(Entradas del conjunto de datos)
_ _ _ _ _

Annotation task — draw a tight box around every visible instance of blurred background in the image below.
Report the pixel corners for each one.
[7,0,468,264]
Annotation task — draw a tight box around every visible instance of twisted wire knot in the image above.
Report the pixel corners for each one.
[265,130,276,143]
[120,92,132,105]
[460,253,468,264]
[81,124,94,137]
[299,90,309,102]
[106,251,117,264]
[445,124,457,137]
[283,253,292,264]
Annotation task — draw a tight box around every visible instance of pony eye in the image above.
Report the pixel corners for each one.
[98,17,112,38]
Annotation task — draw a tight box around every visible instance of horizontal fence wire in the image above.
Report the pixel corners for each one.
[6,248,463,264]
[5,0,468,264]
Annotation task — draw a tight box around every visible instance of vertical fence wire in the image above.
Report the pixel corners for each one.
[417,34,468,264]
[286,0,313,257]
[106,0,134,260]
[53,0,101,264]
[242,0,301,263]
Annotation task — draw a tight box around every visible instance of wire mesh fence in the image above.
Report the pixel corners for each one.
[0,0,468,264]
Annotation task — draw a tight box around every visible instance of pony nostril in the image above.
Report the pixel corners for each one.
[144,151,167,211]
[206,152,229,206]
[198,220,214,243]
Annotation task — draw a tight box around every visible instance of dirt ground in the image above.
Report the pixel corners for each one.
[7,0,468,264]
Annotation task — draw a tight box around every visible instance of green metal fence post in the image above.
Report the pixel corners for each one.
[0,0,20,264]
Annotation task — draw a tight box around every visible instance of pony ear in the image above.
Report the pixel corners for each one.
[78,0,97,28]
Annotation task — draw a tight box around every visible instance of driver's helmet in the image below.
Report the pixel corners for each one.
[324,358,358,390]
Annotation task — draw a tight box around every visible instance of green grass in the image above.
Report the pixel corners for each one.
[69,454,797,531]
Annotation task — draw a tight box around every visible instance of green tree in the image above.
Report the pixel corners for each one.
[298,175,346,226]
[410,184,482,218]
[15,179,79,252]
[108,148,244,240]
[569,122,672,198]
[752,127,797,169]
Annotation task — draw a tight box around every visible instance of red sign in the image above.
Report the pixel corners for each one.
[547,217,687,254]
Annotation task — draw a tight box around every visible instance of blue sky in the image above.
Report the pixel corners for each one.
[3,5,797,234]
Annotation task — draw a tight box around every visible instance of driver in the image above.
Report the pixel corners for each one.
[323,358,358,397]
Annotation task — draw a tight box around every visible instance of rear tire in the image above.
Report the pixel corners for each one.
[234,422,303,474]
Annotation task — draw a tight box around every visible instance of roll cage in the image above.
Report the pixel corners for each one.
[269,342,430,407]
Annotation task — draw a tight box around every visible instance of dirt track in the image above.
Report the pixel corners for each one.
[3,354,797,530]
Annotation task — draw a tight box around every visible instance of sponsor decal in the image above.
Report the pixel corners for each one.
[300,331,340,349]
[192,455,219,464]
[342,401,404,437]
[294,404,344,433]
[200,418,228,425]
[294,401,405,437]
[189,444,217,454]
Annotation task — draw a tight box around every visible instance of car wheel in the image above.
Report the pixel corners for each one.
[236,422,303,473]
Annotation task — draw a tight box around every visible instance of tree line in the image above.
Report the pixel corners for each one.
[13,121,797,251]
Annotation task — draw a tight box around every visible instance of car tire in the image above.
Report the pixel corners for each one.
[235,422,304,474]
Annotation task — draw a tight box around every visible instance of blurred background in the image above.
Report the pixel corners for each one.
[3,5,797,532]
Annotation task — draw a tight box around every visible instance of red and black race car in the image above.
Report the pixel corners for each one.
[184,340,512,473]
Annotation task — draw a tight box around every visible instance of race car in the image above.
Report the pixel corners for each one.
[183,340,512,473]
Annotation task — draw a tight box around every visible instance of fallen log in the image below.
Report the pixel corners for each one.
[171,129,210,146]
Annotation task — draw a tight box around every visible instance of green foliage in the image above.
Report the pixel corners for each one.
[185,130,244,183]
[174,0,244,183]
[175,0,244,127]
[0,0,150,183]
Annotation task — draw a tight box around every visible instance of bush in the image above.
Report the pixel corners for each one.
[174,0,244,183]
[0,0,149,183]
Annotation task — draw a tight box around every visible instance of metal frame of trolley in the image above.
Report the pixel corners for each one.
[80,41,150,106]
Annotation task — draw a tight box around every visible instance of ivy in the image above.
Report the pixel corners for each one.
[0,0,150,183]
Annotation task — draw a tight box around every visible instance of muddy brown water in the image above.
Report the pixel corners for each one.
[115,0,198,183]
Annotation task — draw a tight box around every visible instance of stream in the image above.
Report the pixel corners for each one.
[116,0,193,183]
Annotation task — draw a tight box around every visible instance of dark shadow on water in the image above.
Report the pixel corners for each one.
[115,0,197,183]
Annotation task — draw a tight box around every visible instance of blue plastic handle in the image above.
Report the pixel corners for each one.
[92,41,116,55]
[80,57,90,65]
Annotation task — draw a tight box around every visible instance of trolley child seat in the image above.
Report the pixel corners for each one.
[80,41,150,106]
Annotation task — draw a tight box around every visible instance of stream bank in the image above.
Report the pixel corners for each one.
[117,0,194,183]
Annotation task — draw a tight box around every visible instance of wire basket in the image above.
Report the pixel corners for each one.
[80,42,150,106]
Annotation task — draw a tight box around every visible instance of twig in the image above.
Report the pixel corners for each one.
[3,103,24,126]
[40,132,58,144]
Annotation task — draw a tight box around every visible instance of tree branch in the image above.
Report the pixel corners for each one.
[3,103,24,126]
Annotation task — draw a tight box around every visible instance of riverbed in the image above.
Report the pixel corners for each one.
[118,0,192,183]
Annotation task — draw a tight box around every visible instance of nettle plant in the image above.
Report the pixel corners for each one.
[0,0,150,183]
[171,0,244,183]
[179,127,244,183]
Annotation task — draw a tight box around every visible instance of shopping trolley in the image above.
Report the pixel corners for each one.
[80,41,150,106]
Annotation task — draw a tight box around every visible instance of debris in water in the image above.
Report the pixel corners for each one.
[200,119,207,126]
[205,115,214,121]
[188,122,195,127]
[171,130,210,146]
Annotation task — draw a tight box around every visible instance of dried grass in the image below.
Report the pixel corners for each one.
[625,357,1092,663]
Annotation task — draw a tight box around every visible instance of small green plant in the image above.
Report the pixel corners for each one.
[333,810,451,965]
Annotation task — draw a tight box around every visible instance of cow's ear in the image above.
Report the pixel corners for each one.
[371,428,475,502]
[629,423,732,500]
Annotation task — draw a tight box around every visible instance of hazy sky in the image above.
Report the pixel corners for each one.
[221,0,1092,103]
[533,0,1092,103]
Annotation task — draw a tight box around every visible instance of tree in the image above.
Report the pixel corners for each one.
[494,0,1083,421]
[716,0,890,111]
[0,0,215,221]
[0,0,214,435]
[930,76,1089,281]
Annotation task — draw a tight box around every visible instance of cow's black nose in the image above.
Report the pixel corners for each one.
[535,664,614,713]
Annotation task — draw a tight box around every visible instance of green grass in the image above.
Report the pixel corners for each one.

_ _ _ _ _

▸ **INSTRUCCIÓN DADA**
Convierte todas las líneas de los registros en una tabla Markdown con las columnas "Número" y "Texto", en la que cada fila lleve el número de orden y la línea correspondiente. Omite las líneas en blanco.

▸ **RESPUESTA**
| Número | Texto |
|---|---|
| 1 | Annotation task — draw a tight box around every visible instance of blurred background in the image below. |
| 2 | Report the pixel corners for each one. |
| 3 | [7,0,468,264] |
| 4 | Annotation task — draw a tight box around every visible instance of twisted wire knot in the image above. |
| 5 | Report the pixel corners for each one. |
| 6 | [265,130,276,143] |
| 7 | [120,92,132,105] |
| 8 | [460,253,468,264] |
| 9 | [81,124,94,137] |
| 10 | [299,90,309,102] |
| 11 | [106,251,117,264] |
| 12 | [445,124,457,137] |
| 13 | [283,253,292,264] |
| 14 | Annotation task — draw a tight box around every visible instance of pony eye in the image above. |
| 15 | Report the pixel corners for each one. |
| 16 | [98,17,112,38] |
| 17 | Annotation task — draw a tight box around every visible instance of horizontal fence wire in the image above. |
| 18 | Report the pixel corners for each one. |
| 19 | [6,248,463,264] |
| 20 | [5,0,468,264] |
| 21 | Annotation task — draw a tight box around every visible instance of vertical fence wire in the image above. |
| 22 | Report the pixel corners for each one. |
| 23 | [417,34,468,264] |
| 24 | [286,0,313,257] |
| 25 | [106,0,134,260] |
| 26 | [53,0,101,264] |
| 27 | [242,0,301,263] |
| 28 | Annotation task — draw a tight box around every visible instance of wire mesh fence in the image above. |
| 29 | Report the pixel corners for each one. |
| 30 | [0,0,468,264] |
| 31 | Annotation task — draw a tight box around every visible instance of pony nostril in the image above. |
| 32 | Report the pixel corners for each one. |
| 33 | [144,151,167,211] |
| 34 | [206,152,229,206] |
| 35 | [198,220,214,243] |
| 36 | Annotation task — draw a tight box around every visible instance of dirt ground in the image above. |
| 37 | Report the pixel corners for each one. |
| 38 | [7,0,468,264] |
| 39 | Annotation task — draw a tight box around every visible instance of green metal fence post in the image above. |
| 40 | Report the pixel corners for each one. |
| 41 | [0,0,20,264] |
| 42 | Annotation task — draw a tight box around every visible instance of pony ear in the image above. |
| 43 | Report the pixel corners for each one. |
| 44 | [78,0,97,28] |
| 45 | Annotation task — draw a tight box around every visible instance of driver's helmet in the image below. |
| 46 | Report the pixel corners for each one. |
| 47 | [324,358,358,390] |
| 48 | Annotation task — draw a tight box around every visible instance of green grass in the image above. |
| 49 | Report the pixel corners for each one. |
| 50 | [69,454,797,531] |
| 51 | Annotation task — draw a tight box around every visible instance of green tree in the image above. |
| 52 | Report the pixel corners for each one. |
| 53 | [298,175,346,226] |
| 54 | [410,184,482,218] |
| 55 | [15,179,79,252] |
| 56 | [108,148,244,240] |
| 57 | [569,122,672,198] |
| 58 | [752,127,797,169] |
| 59 | Annotation task — draw a tight box around every visible instance of red sign in the image above. |
| 60 | Report the pixel corners for each one. |
| 61 | [547,217,687,254] |
| 62 | Annotation task — draw a tight box around every visible instance of blue sky in the image above. |
| 63 | Report the pixel corners for each one. |
| 64 | [3,5,797,234] |
| 65 | Annotation task — draw a tight box around every visible instance of driver in the image above. |
| 66 | Report the pixel corners for each one. |
| 67 | [323,358,358,397] |
| 68 | Annotation task — draw a tight box around every visible instance of rear tire in the image above. |
| 69 | Report the pixel corners for each one. |
| 70 | [234,422,303,474] |
| 71 | Annotation task — draw a tight box around every visible instance of roll cage in the image above. |
| 72 | Report the pixel corners for each one. |
| 73 | [269,342,430,407] |
| 74 | Annotation task — draw a tight box around every visible instance of dirt track in the image above. |
| 75 | Report the pixel corners for each one. |
| 76 | [3,354,797,530] |
| 77 | Annotation task — draw a tight box around every visible instance of sponsor decal in the image above. |
| 78 | Report the pixel corners for each one. |
| 79 | [300,331,340,349] |
| 80 | [192,455,219,464] |
| 81 | [342,401,404,437] |
| 82 | [294,404,344,433] |
| 83 | [200,418,228,425] |
| 84 | [294,401,405,437] |
| 85 | [189,444,217,454] |
| 86 | Annotation task — draw a tight box around every visible instance of car wheel in the image above. |
| 87 | Report the pixel corners for each one. |
| 88 | [236,422,303,473] |
| 89 | Annotation task — draw a tight box around every visible instance of tree line in the image above. |
| 90 | Report the pixel corners for each one. |
| 91 | [13,121,797,251] |
| 92 | Annotation task — draw a tight box around every visible instance of car tire in the image above. |
| 93 | Report the pixel corners for each one. |
| 94 | [235,422,304,474] |
| 95 | Annotation task — draw a tight box around every visible instance of blurred background in the image above. |
| 96 | Report the pixel corners for each one. |
| 97 | [3,5,797,532] |
| 98 | Annotation task — draw a tight box around every visible instance of red and black race car in the image above. |
| 99 | Report the pixel corners for each one. |
| 100 | [184,340,512,473] |
| 101 | Annotation task — draw a tight box around every visible instance of race car in the image above. |
| 102 | Report the pixel corners for each one. |
| 103 | [183,340,512,473] |
| 104 | Annotation task — draw a tight box around every visible instance of fallen log in the image below. |
| 105 | Report the pixel corners for each one. |
| 106 | [171,129,210,146] |
| 107 | Annotation task — draw a tight box around every visible instance of green foliage in the image above. |
| 108 | Report the pixel corners for each one. |
| 109 | [185,130,244,183] |
| 110 | [174,0,244,183] |
| 111 | [175,0,244,127] |
| 112 | [0,0,150,183] |
| 113 | Annotation task — draw a tight box around every visible instance of bush in the image above. |
| 114 | Report the pixel corners for each one. |
| 115 | [174,0,244,183] |
| 116 | [0,0,149,183] |
| 117 | Annotation task — draw a tight box around every visible instance of metal frame of trolley in the image above. |
| 118 | Report the pixel corners for each one. |
| 119 | [80,41,150,106] |
| 120 | Annotation task — draw a tight box around every visible instance of ivy in the image above. |
| 121 | Report the pixel corners for each one. |
| 122 | [0,0,150,183] |
| 123 | Annotation task — draw a tight box around every visible instance of muddy brown water in the image above. |
| 124 | Report the pixel corners for each one. |
| 125 | [115,0,198,183] |
| 126 | Annotation task — draw a tight box around every visible instance of stream in the image above. |
| 127 | Report the pixel corners for each one. |
| 128 | [116,0,193,183] |
| 129 | Annotation task — draw a tight box around every visible instance of dark shadow on water in the image above. |
| 130 | Report the pixel corners for each one. |
| 131 | [115,0,197,183] |
| 132 | Annotation task — draw a tight box around every visible instance of blue plastic handle in the image above. |
| 133 | Report the pixel corners for each one. |
| 134 | [92,41,116,55] |
| 135 | [80,57,90,65] |
| 136 | Annotation task — draw a tight box around every visible instance of trolley child seat in the image above. |
| 137 | Report the pixel corners for each one. |
| 138 | [80,41,150,106] |
| 139 | Annotation task — draw a tight box around every visible instance of stream bank in the image above. |
| 140 | Report the pixel corners for each one. |
| 141 | [117,0,194,183] |
| 142 | Annotation task — draw a tight box around every visible instance of wire basket in the image above. |
| 143 | Report the pixel corners for each one. |
| 144 | [80,42,150,106] |
| 145 | Annotation task — draw a tight box around every visible instance of twig in the image above. |
| 146 | Report the pixel corners for each one. |
| 147 | [3,103,24,126] |
| 148 | [40,132,58,144] |
| 149 | Annotation task — draw a tight box around every visible instance of tree branch in the image above. |
| 150 | Report the pixel corners for each one. |
| 151 | [3,103,24,126] |
| 152 | Annotation task — draw a tight box around every visible instance of riverbed in the image above. |
| 153 | Report the pixel corners for each one. |
| 154 | [118,0,192,183] |
| 155 | Annotation task — draw a tight box around every visible instance of nettle plant in the image above. |
| 156 | Report the pixel corners for each one. |
| 157 | [0,0,150,183] |
| 158 | [171,0,244,183] |
| 159 | [179,127,244,183] |
| 160 | Annotation task — draw a tight box around every visible instance of shopping trolley in the image above. |
| 161 | Report the pixel corners for each one. |
| 162 | [80,41,150,106] |
| 163 | Annotation task — draw a tight box around every visible instance of debris in water in the image above. |
| 164 | Report the pixel corners for each one. |
| 165 | [200,119,207,126] |
| 166 | [205,115,214,121] |
| 167 | [188,122,195,127] |
| 168 | [171,130,210,146] |
| 169 | Annotation task — draw a tight box around every visible instance of dried grass in the image below. |
| 170 | Report the pixel corners for each one. |
| 171 | [625,357,1092,663] |
| 172 | Annotation task — draw a tight box around every visible instance of small green plant in the image above. |
| 173 | Report the pixel corners for each one. |
| 174 | [333,810,451,965] |
| 175 | Annotation task — draw a tight box around every visible instance of cow's ear in the image above. |
| 176 | Report the pixel corners for each one. |
| 177 | [371,428,475,502] |
| 178 | [629,423,732,500] |
| 179 | Annotation task — draw a tight box around every visible instance of hazy sky in the image above. |
| 180 | Report the pixel corners for each one. |
| 181 | [221,0,1092,103] |
| 182 | [533,0,1092,103] |
| 183 | Annotation task — draw a tight box around every visible instance of tree in the image above. |
| 184 | Report the pixel corners for each one. |
| 185 | [494,0,1083,421] |
| 186 | [716,0,890,111] |
| 187 | [0,0,215,221] |
| 188 | [0,0,214,435] |
| 189 | [930,76,1089,281] |
| 190 | Annotation task — draw a tight box around every visible instance of cow's black nose in the image above. |
| 191 | Report the pixel corners for each one. |
| 192 | [535,664,614,713] |
| 193 | Annotation task — draw a tight box around every visible instance of green grass in the image above. |
| 194 | Report the pixel corners for each one. |